Fragmento seleccionado:
Webhook delivery — reliability, retries, security¶
Cómo entregar eventos del engine a sistemas externos vía webhook de forma confiable: outbox pattern, retry policy, signature, IP allowlist, replay protection. Cubre M2-M3.
Premisa¶
Workflow engine emite eventos importantes:
- process.instance.completed
- incident.created
- job.failed
- user.task.assigned
Customers quieren reaccionar a estos via HTTP callbacks. Webhook delivery debe ser: - At-least-once: no perder eventos. - Ordered per resource: events for instance X in correct order. - Secure: HMAC signature, replay protection. - Resilient: customer endpoints fallan, no DoS-eamos.
Architecture¶
flowchart TD
ES[Engine event sources]
OB[(Outbox<br/>Postgres table)]
WD[Webhook dispatcher<br/>Go worker]
RP[Retry policy]
Sig[Signature]
RL[Per-endpoint rate limit]
DLQ[(DLQ for failed deliveries)]
CE[Customer endpoint]
VS[Verify signature]
IP[Idempotent processing]
Ret[Return 2xx within 30s]
ES --> OB --> WD
WD --> RP
WD --> Sig
WD --> RL
WD --> DLQ
WD --> CE
CE --> VS
CE --> IP
CE --> Ret
Outbox pattern¶
Eventos van a outbox table en misma transaction que el business write.

Consigna 1: Copia de nuevo el fragmento seleccionado, comenzando en "Webhook delivery —" y terminando en "protection. Cubre M2-M3.", y sustituye "IP allowlist" por "lista blanca de IP".
Consigna 2: Localiza en las entradas cada línea que contenga la palabra "gold" y cópiala.

(Datos de origen)
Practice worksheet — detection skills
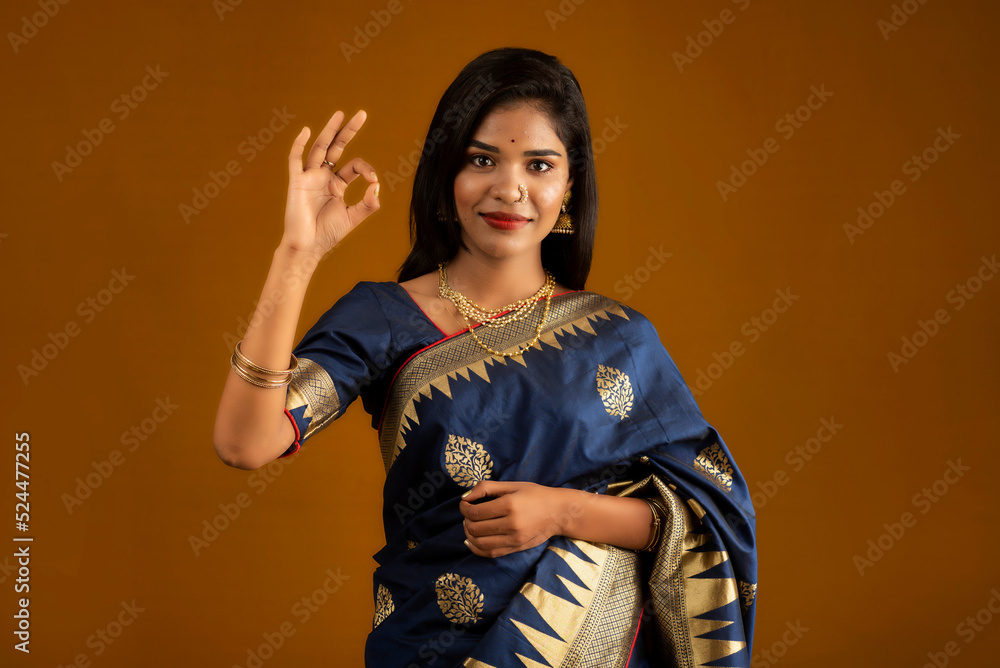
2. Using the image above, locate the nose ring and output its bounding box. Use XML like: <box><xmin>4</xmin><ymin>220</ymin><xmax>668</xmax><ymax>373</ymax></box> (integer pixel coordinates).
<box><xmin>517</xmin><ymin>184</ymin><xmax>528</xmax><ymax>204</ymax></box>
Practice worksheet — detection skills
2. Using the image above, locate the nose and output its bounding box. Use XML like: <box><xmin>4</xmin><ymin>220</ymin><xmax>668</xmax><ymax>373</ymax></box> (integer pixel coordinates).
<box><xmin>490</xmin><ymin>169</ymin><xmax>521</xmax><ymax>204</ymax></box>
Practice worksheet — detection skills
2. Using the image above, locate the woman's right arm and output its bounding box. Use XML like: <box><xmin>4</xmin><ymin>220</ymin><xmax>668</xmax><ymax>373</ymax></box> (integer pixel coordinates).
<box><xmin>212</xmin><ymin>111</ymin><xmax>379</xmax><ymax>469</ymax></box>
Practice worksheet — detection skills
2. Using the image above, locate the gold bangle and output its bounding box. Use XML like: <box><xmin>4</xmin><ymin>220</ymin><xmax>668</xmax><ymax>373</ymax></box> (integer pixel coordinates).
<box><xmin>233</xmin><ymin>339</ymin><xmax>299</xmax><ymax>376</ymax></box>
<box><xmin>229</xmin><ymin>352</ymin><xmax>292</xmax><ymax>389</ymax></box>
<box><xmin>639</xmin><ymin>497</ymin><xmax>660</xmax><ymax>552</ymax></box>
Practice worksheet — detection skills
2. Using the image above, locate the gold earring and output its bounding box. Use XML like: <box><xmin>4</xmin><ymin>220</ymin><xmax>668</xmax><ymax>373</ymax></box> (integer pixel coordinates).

==

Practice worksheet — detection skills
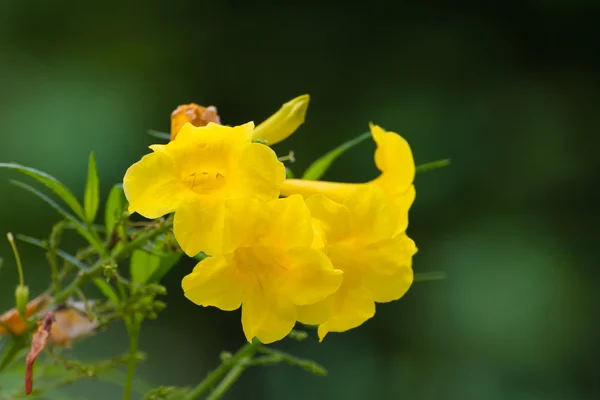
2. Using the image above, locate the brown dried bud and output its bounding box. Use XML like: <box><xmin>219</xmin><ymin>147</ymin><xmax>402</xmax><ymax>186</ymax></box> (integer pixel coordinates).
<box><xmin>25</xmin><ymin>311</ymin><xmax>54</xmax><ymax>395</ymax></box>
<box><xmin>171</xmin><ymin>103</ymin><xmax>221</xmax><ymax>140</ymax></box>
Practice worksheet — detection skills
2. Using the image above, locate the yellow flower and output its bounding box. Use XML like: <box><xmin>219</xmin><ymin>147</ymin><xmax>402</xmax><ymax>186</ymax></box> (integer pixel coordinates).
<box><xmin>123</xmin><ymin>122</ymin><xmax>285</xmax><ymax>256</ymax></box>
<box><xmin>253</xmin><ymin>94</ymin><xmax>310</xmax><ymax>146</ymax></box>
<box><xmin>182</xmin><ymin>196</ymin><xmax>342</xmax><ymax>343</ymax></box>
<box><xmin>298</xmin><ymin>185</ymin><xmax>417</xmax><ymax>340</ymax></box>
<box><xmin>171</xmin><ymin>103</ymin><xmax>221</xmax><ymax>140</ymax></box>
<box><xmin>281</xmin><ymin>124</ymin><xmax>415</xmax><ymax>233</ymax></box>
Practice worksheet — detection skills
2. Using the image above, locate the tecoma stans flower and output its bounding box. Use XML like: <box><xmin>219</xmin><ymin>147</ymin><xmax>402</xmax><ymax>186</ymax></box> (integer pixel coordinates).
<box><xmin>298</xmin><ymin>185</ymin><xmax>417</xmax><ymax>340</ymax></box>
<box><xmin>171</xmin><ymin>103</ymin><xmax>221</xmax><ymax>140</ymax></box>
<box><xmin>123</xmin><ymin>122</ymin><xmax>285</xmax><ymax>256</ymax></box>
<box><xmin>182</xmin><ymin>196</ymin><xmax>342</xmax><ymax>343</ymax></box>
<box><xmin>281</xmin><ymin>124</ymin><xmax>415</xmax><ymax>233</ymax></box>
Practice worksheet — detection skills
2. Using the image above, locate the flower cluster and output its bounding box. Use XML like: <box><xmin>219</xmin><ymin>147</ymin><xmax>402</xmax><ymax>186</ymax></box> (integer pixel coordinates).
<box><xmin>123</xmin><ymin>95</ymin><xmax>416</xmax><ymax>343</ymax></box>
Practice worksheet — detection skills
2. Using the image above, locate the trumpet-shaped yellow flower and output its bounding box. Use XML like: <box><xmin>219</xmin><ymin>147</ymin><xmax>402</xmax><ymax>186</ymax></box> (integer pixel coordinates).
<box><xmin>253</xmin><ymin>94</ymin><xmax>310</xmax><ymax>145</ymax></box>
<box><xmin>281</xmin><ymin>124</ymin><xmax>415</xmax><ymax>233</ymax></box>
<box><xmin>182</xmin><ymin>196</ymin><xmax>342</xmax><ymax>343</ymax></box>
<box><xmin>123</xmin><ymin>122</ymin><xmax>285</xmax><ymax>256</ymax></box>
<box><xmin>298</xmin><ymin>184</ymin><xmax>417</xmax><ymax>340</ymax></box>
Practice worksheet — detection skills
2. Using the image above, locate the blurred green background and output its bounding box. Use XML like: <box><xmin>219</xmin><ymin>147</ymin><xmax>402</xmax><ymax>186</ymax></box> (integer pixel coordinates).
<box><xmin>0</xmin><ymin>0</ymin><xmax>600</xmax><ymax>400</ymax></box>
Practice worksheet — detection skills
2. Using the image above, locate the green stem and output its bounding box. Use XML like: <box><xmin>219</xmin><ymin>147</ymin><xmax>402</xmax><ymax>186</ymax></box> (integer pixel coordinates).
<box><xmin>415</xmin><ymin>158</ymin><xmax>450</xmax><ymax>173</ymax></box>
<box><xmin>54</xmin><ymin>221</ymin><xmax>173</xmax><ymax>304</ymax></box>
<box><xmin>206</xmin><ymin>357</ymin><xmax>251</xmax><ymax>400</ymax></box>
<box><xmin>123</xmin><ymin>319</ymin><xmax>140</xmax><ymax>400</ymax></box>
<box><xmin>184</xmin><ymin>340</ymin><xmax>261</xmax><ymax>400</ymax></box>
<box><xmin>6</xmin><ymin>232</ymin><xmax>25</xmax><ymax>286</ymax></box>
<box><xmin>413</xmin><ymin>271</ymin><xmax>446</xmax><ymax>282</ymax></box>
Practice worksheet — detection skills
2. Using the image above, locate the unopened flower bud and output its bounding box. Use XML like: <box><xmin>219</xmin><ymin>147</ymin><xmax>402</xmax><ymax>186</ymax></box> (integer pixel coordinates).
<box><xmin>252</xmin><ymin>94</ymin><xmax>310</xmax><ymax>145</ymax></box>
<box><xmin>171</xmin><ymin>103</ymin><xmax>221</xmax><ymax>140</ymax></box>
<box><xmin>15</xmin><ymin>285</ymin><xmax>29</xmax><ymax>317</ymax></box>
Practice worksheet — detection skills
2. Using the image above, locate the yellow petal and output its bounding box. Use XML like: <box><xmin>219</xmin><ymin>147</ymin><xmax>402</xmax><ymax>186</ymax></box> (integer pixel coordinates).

Respuesta escrita 1:
Webhook delivery — reliability, retries, security¶
Cómo entregar eventos del engine a sistemas externos vía webhook de forma confiable: outbox pattern, retry policy, signature, lista blanca de IP, replay protection. Cubre M2-M3.

Respuesta escrita 2:
2. Using the image above, locate the gold bangle and output its bounding box. Use XML like: <box><xmin>4</xmin><ymin>220</ymin><xmax>668</xmax><ymax>373</ymax></box> (integer pixel coordinates).
2. Using the image above, locate the gold earring and output its bounding box. Use XML like: <box><xmin>4</xmin><ymin>220</ymin><xmax>668</xmax><ymax>373</ymax></box> (integer pixel coordinates).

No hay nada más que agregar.